Gather every line of the rows below that contains the string "hyacinth", matching case exactly.

Material supplied:
★ ★ ★
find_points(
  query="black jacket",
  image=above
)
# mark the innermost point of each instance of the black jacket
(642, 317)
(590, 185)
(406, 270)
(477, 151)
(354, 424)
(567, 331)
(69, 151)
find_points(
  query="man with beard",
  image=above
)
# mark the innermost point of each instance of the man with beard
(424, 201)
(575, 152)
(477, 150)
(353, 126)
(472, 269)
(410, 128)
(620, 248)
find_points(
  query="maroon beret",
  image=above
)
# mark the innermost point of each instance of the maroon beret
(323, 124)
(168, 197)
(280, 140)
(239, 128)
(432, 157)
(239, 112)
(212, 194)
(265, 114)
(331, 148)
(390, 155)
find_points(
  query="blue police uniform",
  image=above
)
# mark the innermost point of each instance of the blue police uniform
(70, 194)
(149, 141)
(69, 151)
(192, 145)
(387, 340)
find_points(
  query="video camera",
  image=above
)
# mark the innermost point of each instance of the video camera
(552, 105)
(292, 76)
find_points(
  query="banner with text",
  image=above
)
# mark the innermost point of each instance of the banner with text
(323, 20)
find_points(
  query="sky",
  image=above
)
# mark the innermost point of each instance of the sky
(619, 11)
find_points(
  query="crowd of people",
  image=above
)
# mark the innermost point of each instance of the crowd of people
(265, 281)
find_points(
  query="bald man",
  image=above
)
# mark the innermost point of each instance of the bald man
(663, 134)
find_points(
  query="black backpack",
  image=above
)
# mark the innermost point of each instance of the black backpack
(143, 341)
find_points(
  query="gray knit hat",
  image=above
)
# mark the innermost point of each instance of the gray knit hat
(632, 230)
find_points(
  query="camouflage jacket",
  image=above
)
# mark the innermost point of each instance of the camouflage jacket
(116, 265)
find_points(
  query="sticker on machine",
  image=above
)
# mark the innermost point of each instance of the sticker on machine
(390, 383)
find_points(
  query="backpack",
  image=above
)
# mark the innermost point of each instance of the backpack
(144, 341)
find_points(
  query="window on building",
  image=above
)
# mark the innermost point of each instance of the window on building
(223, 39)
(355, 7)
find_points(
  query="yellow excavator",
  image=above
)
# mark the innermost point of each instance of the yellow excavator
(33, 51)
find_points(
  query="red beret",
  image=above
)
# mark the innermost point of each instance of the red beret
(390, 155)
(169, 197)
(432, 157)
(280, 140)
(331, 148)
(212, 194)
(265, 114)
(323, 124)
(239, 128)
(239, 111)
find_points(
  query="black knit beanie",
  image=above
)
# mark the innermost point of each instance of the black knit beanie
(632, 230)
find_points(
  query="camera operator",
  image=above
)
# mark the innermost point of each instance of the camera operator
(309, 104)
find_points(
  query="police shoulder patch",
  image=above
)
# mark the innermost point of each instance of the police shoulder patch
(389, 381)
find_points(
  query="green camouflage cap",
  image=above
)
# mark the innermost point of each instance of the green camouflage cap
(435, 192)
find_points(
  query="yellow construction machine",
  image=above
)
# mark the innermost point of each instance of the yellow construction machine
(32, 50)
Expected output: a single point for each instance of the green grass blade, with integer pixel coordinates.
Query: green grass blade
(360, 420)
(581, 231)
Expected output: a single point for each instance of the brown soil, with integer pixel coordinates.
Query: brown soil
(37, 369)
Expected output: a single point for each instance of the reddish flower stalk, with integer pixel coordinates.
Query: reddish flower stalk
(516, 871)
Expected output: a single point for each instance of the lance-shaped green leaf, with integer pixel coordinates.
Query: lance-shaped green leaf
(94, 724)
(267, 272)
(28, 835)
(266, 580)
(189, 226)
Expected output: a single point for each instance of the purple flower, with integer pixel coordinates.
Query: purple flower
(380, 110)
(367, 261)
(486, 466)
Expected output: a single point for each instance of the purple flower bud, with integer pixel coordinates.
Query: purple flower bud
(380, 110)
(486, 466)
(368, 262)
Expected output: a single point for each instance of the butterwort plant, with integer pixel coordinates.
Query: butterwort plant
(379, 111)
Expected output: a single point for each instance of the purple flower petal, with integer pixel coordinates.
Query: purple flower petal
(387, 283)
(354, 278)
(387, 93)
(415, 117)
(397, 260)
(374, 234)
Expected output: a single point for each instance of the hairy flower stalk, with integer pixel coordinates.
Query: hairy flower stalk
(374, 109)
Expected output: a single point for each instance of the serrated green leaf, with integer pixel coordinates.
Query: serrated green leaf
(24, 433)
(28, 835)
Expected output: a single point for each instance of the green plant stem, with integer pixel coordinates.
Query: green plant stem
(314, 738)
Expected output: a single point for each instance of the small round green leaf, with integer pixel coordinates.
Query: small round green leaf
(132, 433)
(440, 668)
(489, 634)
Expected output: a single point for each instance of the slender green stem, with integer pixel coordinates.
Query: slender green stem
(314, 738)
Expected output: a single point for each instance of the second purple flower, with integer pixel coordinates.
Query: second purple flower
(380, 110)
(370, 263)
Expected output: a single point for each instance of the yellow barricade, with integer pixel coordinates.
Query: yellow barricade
★ ★ ★
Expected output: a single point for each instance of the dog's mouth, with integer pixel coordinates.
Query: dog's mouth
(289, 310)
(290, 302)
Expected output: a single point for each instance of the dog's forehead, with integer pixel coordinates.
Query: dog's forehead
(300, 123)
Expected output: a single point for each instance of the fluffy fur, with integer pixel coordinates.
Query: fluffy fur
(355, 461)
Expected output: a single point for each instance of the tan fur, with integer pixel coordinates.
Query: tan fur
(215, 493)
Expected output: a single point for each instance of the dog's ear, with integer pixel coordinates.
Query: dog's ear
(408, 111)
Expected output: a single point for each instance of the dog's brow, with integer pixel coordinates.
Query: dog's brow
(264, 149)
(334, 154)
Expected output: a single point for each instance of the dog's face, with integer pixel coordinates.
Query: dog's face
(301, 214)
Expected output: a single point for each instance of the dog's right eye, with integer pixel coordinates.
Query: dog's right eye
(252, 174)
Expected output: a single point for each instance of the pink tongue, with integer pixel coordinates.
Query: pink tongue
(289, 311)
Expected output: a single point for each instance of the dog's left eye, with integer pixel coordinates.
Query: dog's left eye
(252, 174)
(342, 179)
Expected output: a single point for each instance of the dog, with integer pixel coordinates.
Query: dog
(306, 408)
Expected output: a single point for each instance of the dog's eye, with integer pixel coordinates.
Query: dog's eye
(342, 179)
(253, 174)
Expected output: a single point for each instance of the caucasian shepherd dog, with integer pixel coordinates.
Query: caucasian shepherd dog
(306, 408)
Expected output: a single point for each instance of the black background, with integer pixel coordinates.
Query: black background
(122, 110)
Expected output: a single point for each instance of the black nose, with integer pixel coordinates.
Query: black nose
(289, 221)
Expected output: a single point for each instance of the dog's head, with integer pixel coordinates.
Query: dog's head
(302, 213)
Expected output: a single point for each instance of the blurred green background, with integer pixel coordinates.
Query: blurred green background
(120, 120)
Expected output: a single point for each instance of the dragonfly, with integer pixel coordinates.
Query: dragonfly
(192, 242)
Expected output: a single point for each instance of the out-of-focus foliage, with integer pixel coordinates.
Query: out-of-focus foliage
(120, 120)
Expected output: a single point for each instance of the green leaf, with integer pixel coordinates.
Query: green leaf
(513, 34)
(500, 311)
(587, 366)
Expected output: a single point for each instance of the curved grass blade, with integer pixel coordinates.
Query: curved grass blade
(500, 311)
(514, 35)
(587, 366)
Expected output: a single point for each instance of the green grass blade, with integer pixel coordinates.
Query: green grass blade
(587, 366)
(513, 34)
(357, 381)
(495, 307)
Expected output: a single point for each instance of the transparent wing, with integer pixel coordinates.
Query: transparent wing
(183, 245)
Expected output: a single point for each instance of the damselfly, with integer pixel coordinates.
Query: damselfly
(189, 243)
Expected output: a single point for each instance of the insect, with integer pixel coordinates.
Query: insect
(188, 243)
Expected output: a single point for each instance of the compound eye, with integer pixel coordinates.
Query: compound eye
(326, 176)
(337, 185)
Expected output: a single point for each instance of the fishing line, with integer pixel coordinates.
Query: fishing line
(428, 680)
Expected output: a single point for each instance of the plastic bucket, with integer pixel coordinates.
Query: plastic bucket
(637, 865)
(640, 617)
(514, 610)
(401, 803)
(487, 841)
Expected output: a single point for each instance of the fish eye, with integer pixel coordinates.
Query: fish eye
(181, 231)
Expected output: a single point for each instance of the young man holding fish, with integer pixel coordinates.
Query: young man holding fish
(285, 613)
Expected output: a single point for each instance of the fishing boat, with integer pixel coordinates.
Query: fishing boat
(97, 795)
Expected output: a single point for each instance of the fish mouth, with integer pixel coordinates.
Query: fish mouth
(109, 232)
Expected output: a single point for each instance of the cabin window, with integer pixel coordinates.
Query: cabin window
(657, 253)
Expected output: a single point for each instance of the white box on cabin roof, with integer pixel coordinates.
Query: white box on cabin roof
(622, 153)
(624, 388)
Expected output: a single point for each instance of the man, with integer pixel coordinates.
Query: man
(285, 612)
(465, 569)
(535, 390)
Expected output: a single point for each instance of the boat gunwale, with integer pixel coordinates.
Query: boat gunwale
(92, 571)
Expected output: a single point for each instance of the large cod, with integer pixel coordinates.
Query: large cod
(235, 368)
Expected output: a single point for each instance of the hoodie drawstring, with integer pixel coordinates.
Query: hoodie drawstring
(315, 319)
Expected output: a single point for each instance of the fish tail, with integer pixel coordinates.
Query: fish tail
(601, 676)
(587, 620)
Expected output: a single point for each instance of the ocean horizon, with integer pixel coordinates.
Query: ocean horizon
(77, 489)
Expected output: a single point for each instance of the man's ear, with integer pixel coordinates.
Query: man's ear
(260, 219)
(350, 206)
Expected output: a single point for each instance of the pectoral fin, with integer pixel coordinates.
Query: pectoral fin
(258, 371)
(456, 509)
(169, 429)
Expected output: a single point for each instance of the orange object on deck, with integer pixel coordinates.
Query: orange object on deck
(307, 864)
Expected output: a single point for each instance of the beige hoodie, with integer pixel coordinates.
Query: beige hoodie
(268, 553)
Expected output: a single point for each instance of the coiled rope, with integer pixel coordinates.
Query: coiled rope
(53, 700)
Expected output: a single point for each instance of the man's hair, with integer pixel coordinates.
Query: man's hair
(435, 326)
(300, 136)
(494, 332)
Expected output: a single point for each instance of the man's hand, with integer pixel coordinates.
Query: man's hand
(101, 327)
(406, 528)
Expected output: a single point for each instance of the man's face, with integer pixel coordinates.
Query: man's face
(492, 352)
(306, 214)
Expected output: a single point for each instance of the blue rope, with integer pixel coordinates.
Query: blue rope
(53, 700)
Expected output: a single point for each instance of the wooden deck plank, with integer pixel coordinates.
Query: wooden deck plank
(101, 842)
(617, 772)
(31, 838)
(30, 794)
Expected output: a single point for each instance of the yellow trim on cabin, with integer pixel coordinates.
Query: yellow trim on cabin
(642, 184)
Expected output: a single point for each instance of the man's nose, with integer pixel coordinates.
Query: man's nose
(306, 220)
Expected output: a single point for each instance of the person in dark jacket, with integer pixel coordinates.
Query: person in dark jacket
★ ★ ★
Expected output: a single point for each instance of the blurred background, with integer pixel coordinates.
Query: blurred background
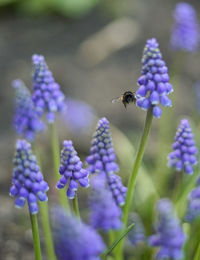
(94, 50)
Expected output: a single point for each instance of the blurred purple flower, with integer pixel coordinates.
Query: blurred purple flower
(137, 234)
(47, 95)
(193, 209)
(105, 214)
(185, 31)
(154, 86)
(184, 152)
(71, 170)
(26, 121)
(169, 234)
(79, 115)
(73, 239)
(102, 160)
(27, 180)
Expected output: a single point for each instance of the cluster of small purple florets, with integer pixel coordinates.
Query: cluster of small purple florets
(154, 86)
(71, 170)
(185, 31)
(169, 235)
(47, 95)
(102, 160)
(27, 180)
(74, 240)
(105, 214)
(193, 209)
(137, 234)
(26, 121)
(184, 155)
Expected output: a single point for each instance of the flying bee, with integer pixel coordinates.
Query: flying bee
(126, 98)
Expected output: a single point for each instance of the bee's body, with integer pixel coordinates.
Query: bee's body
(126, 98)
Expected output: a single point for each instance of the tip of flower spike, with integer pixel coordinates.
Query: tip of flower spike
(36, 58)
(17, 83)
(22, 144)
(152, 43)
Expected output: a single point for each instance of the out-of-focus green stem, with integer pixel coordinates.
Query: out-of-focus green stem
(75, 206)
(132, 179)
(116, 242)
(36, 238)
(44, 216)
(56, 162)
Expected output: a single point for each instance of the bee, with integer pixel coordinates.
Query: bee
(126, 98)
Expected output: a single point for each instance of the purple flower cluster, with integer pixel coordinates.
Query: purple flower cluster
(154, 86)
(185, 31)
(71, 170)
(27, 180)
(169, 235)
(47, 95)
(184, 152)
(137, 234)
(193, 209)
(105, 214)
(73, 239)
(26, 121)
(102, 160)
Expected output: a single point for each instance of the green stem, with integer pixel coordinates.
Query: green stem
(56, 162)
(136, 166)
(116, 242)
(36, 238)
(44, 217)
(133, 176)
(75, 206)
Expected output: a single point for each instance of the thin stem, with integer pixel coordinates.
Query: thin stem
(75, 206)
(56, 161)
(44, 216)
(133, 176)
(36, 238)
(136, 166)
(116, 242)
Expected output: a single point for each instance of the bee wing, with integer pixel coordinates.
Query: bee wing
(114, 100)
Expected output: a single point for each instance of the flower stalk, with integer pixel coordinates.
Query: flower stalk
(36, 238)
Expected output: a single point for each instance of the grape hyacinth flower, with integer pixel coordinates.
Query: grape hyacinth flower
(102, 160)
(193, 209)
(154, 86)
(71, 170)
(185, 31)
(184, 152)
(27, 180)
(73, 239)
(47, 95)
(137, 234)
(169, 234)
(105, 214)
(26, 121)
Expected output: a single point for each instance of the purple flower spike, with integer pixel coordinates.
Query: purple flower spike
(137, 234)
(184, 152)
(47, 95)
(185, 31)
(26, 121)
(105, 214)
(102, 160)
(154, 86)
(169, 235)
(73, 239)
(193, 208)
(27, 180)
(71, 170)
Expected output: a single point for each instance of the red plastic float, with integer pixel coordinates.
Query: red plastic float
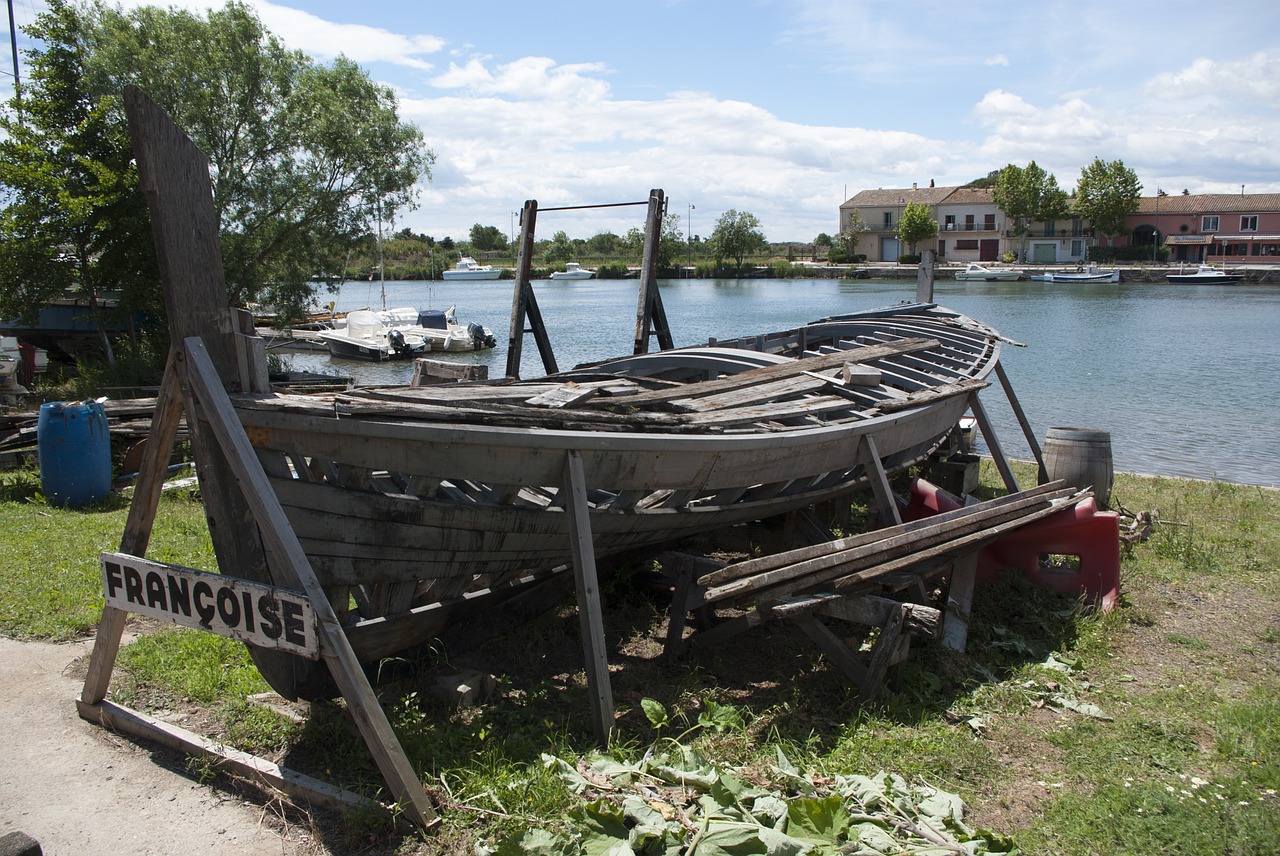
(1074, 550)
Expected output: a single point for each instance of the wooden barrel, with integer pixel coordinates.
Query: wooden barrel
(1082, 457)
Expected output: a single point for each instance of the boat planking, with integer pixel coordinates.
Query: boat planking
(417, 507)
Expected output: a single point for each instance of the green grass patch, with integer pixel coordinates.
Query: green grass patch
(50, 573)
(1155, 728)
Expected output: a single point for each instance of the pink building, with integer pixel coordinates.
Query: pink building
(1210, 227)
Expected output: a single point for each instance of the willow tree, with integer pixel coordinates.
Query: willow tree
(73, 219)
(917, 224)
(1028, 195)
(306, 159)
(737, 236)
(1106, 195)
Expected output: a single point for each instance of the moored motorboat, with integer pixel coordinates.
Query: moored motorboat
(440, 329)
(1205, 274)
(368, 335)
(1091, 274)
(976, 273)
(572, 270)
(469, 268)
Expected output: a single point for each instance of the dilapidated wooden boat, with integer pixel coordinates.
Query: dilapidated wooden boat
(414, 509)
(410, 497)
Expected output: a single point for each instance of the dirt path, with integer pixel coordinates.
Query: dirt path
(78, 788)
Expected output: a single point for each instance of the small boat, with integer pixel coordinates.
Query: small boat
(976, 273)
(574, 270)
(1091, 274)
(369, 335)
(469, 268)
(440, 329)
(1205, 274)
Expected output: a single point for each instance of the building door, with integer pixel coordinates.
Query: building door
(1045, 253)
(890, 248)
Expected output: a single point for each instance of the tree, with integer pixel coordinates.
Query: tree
★ ★ ★
Complete answer:
Expected output: a single point for each instance of the grape hyacinth flower, with integer pixel coordinates.
Query: grape hyacinth flower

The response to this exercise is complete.